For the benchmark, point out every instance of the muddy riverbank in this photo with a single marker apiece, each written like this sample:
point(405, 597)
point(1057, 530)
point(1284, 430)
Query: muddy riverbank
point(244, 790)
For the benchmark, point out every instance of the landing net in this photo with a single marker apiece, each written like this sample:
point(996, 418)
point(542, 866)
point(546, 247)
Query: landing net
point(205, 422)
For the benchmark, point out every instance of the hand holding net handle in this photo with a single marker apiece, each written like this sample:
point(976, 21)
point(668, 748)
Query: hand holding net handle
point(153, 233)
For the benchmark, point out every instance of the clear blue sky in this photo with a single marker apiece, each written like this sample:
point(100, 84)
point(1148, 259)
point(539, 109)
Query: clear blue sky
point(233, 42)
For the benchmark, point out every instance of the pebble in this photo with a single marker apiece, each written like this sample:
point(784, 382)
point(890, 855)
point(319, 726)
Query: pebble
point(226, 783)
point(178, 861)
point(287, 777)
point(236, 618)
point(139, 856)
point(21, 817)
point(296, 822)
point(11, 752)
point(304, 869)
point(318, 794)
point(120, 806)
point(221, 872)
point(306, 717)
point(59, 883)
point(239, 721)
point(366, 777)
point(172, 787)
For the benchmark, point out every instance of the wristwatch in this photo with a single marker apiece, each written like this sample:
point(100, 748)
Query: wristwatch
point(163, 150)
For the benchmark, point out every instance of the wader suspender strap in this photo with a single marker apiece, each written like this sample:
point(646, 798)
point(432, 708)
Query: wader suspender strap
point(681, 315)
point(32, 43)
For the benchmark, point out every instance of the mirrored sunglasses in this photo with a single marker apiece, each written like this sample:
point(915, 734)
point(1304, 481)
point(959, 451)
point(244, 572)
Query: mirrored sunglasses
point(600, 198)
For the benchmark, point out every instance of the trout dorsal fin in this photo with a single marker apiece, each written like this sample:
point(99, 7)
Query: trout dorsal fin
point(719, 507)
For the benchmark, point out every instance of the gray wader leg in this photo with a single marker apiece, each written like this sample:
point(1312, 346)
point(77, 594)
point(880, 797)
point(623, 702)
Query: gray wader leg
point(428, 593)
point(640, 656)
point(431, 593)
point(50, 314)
────
== PROMPT ==
Put the lines of the records above, from the line containing "For the benchmark, point out every instance of the wader" through the end of the records, both inclusive, into a numbered list, omitting any blank lines.

== SOLUTION TO THIS EXERCISE ==
1. For the benchmark, point out every instance of the wader suspender strap in this photo with a single marker apiece, each written like this sample:
2. point(646, 798)
3. point(432, 708)
4. Query: wader suspender strap
5. point(681, 315)
6. point(32, 43)
7. For the benchmark, point out every instance of the mirrored sunglasses in this photo with a single marker apiece, each written like this sample:
8. point(915, 734)
9. point(1304, 481)
10. point(959, 451)
11. point(244, 572)
12. Query: mirrored sunglasses
13. point(600, 198)
14. For the benchmark, point out every instance of the trout dorsal fin in this photo with a single marker apiece, each written like this sample:
15. point(99, 7)
16. Query: trout dorsal fin
17. point(719, 507)
18. For the benchmark, point out every instance of the gray wader leg in this photo with a single marker apiece, each written like this sample:
19. point(1312, 346)
20. point(77, 594)
21. point(880, 797)
22. point(623, 702)
23. Query: gray wader leg
24. point(428, 593)
25. point(640, 656)
26. point(431, 593)
27. point(50, 314)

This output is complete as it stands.